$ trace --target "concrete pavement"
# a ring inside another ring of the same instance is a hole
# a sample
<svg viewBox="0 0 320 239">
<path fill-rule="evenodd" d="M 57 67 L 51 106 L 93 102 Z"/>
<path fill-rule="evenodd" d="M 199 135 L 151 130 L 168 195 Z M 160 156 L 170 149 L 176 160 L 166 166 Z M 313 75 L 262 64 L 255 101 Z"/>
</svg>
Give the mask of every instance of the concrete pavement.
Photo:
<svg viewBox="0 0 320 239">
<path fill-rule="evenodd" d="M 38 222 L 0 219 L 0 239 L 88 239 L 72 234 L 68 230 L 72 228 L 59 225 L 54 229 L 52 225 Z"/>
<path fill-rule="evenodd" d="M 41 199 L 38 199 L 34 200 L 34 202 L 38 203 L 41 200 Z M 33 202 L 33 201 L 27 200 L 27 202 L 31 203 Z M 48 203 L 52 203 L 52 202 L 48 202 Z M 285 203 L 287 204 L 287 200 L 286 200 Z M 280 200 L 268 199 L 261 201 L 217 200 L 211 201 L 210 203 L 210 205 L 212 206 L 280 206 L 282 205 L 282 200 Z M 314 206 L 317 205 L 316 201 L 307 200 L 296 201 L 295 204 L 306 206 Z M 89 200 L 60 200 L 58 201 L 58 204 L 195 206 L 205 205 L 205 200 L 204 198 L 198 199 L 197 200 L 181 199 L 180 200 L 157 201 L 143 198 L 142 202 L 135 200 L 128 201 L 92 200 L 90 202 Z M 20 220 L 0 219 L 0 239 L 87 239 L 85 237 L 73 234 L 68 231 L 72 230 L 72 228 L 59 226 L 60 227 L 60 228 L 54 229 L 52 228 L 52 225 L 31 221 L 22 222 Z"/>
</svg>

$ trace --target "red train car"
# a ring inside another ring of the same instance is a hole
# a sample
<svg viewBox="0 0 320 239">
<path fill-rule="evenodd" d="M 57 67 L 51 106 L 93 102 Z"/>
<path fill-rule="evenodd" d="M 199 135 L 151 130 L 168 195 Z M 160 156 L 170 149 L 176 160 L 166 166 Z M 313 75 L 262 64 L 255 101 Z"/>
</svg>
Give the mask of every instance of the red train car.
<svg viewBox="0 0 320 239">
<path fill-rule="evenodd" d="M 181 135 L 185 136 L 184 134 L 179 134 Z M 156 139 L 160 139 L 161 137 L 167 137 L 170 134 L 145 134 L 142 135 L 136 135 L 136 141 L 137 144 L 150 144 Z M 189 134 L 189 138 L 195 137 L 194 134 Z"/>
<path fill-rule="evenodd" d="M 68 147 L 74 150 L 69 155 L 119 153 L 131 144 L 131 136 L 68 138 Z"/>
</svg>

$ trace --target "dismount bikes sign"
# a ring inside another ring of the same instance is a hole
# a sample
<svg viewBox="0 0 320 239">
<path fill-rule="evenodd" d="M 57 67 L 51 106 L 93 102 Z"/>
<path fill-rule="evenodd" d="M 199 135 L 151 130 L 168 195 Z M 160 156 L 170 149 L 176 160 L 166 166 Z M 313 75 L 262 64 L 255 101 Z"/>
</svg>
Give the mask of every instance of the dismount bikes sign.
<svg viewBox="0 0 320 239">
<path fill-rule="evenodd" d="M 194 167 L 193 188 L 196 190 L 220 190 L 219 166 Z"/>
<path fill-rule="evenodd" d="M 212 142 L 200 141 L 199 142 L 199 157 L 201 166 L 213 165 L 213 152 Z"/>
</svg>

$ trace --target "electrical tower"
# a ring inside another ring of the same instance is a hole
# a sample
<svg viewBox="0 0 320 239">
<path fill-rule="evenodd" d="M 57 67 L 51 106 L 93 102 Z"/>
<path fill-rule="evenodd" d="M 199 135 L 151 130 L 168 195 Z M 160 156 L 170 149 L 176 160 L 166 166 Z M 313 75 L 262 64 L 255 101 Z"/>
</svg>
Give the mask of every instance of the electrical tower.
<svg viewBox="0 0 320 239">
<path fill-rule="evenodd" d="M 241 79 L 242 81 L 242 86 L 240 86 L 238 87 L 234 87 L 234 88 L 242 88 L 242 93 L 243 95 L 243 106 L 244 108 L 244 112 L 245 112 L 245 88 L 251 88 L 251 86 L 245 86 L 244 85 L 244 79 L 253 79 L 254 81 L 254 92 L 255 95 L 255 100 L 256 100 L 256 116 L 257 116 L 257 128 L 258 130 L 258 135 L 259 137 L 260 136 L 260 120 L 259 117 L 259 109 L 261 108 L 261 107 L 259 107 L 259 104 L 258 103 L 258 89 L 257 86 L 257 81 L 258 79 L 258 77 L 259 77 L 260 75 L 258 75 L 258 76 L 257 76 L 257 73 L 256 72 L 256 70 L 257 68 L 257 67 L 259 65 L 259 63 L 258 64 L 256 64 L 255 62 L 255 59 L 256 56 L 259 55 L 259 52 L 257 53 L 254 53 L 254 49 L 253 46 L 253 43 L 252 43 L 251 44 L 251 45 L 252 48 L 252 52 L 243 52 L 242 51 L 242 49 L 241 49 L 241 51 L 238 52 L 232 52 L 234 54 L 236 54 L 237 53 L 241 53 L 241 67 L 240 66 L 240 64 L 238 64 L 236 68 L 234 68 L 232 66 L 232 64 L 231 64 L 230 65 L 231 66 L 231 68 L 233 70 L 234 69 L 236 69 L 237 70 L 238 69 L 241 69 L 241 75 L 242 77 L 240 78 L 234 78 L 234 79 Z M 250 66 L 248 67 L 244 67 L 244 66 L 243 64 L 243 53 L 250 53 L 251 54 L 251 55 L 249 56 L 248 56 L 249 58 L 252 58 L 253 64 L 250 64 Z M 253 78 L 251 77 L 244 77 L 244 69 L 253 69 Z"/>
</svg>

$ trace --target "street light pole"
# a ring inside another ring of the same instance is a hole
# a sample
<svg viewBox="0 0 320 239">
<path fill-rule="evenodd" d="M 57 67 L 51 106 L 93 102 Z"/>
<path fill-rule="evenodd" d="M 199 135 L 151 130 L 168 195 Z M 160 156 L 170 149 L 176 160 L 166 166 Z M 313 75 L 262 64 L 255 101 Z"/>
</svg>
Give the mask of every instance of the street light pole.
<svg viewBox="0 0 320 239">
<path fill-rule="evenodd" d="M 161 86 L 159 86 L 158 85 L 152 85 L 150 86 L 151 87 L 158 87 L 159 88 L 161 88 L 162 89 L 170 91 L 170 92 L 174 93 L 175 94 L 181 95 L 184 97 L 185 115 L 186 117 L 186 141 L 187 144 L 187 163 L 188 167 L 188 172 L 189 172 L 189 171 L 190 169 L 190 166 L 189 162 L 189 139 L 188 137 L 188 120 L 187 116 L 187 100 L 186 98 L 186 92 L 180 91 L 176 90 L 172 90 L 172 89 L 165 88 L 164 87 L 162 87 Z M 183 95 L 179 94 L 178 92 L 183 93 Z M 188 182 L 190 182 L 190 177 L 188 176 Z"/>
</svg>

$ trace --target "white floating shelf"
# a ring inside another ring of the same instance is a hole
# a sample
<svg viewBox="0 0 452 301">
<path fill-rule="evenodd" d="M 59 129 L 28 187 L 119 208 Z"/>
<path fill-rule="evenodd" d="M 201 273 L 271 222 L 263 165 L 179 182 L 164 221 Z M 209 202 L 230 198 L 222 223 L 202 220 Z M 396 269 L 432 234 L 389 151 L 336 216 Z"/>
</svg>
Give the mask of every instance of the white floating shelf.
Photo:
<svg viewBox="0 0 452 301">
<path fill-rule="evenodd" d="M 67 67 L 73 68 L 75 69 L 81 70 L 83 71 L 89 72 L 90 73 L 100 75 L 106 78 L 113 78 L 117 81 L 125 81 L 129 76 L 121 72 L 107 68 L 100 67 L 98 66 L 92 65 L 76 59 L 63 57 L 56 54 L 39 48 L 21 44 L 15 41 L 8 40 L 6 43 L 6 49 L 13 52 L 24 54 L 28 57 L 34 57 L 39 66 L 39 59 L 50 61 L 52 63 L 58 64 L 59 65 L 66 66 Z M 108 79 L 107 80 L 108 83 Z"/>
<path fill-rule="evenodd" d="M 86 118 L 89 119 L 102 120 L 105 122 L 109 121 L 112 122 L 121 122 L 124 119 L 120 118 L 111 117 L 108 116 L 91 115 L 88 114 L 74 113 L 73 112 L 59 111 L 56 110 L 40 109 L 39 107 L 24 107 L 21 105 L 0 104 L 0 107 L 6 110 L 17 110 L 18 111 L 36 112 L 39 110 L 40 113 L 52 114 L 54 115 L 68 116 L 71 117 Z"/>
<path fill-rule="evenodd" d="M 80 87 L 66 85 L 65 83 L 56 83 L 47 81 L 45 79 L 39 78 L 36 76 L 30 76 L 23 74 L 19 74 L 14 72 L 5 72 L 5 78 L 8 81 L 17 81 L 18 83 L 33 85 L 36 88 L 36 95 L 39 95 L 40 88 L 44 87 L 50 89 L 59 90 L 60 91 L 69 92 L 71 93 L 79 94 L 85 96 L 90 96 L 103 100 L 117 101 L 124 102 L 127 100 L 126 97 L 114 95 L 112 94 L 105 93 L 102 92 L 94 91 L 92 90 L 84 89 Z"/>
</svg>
------
• [What to work on]
List every line of the data that contains the string "bikes".

• [Result below]
$ trace --target "dismount bikes sign"
Give the mask of every instance of the dismount bikes sign.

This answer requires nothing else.